→ Objective
Switch "every instance" to "all instances" everywhere in the data below, and give the lines back with nothing else altered. Leave the pictures out of your answer.

→ Data for processing
────────────────────

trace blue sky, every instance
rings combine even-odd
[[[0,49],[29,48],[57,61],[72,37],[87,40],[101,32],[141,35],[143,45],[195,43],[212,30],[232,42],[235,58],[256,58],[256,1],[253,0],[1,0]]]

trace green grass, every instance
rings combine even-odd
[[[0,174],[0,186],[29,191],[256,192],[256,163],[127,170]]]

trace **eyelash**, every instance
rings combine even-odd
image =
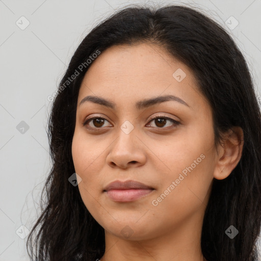
[[[89,119],[87,119],[86,120],[85,120],[84,122],[83,123],[83,126],[86,126],[86,127],[88,128],[88,129],[95,129],[95,128],[101,129],[102,128],[102,127],[98,128],[97,127],[90,127],[89,126],[86,126],[86,125],[87,125],[87,124],[89,123],[89,121],[91,121],[92,120],[94,120],[94,119],[101,119],[105,120],[108,121],[107,120],[106,120],[106,119],[105,119],[104,118],[102,118],[101,117],[100,117],[100,116],[94,117],[92,118],[90,118]],[[155,120],[156,119],[165,119],[166,120],[169,120],[169,121],[171,121],[173,123],[175,124],[175,126],[176,126],[180,124],[180,123],[179,121],[174,120],[173,119],[171,119],[171,118],[169,118],[168,117],[161,116],[161,115],[157,116],[156,117],[155,117],[154,118],[152,118],[152,119],[150,119],[149,121],[149,123],[151,121],[153,121],[153,120]],[[162,129],[162,128],[169,128],[169,126],[167,127],[152,127],[156,128],[158,128],[158,129]],[[173,127],[172,127],[172,128]]]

────────────────────

→ Output below
trace blue sky, all instances
rings combine even-odd
[[[0,49],[29,48],[57,61],[72,37],[87,40],[101,32],[141,35],[143,45],[195,43],[212,30],[232,42],[235,58],[256,58],[256,1],[253,0],[1,0]]]

trace green grass, all instances
rings combine even-odd
[[[0,174],[0,186],[29,191],[256,192],[256,163],[127,170]]]

trace **eyelash**, all instances
rings combine even-odd
image =
[[[89,119],[87,119],[86,120],[85,120],[84,122],[83,123],[83,126],[86,126],[86,127],[88,128],[88,129],[95,129],[95,128],[101,129],[102,128],[102,127],[98,128],[97,127],[90,127],[89,126],[86,126],[86,125],[87,125],[87,124],[89,123],[89,121],[91,121],[92,120],[94,120],[94,119],[101,119],[105,120],[108,121],[107,120],[106,120],[106,119],[105,119],[104,118],[102,118],[101,117],[100,117],[100,116],[94,117],[92,118],[90,118]],[[155,120],[156,119],[165,119],[166,120],[169,120],[169,121],[171,121],[173,123],[175,124],[175,126],[176,126],[180,124],[180,123],[179,121],[174,120],[173,119],[171,119],[171,118],[169,118],[168,117],[161,116],[161,115],[157,116],[156,117],[155,117],[154,118],[152,118],[152,119],[150,119],[149,121],[149,123],[151,121],[153,121],[153,120]],[[162,129],[162,128],[169,128],[169,126],[167,127],[152,127],[156,128],[158,128],[158,129]],[[173,127],[172,127],[172,128]]]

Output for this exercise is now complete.